**About this exercise**
Please read the profile of David Bichell below. What did he major in at Johns Hopkins University?

**Selected extract**
There’s no question that heart surgery is an art form, but Vanderbilt’s David Bichell, MD, has taken that to a new level. The chief of Pediatric Cardiac Surgery for Monroe Carell Jr. Children’s Hospital at Vanderbilt is an accomplished surgeon, professor and medical illustrator, and he uses all those gifts to educate and inspire patients and staff.
Art & Medicine Collide
Bichell graduated from Columbia University’s College of Physicians and Surgeons in 1987. As a post-graduate, he worked his way up to chief resident in cardiac surgery in pediatrics through Harvard Medical School at Boston’s Brigham and Women’s Hospital and at Harvard’s Children’s Hospital. But the road to medicine was a winding one for the Maryland native. As a fine art major at Johns Hopkins University, Bichell stumbled across the school’s medical illustration class and soon became the program’s only undergrad. “The program included an overlap of curriculum with medical students, and I thought, ‘what a funky and odd and esoteric thing to be doing,’” Bichell recalled.His medical path narrowed further when asked to illustrate pediatric heart transplantation for a textbook publisher. “I watched this surgery that few people get to see, and I thought, ‘Well this is the coolest thing,’” Bichell said. “You’re doing a highly technical, demanding and exhilarating operation that few can do and turning this child into a possible Olympic athlete. What can possibly be better than that?”

**Data**
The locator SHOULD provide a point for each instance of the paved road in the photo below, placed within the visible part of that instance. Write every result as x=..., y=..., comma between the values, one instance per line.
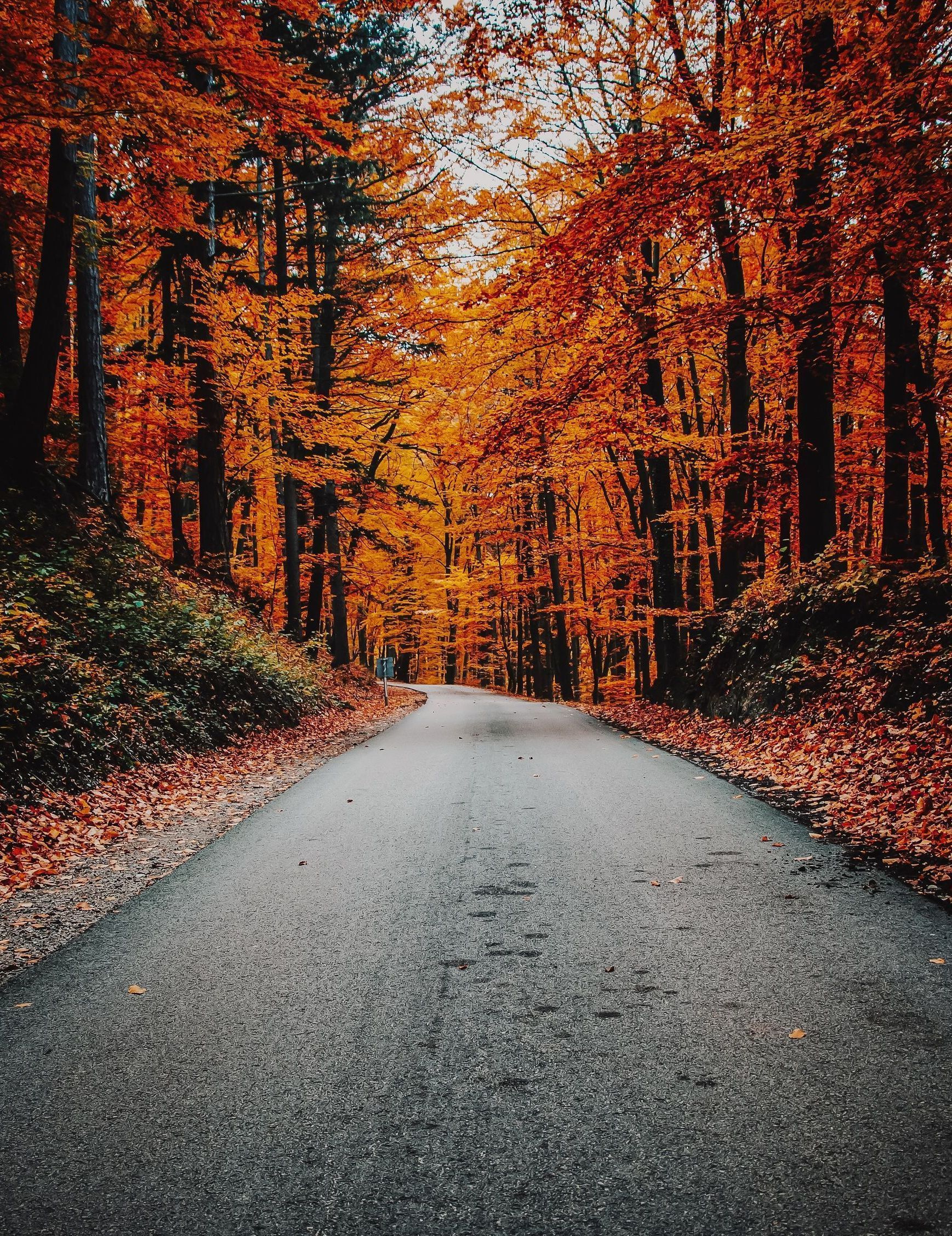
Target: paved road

**Final answer**
Fine art.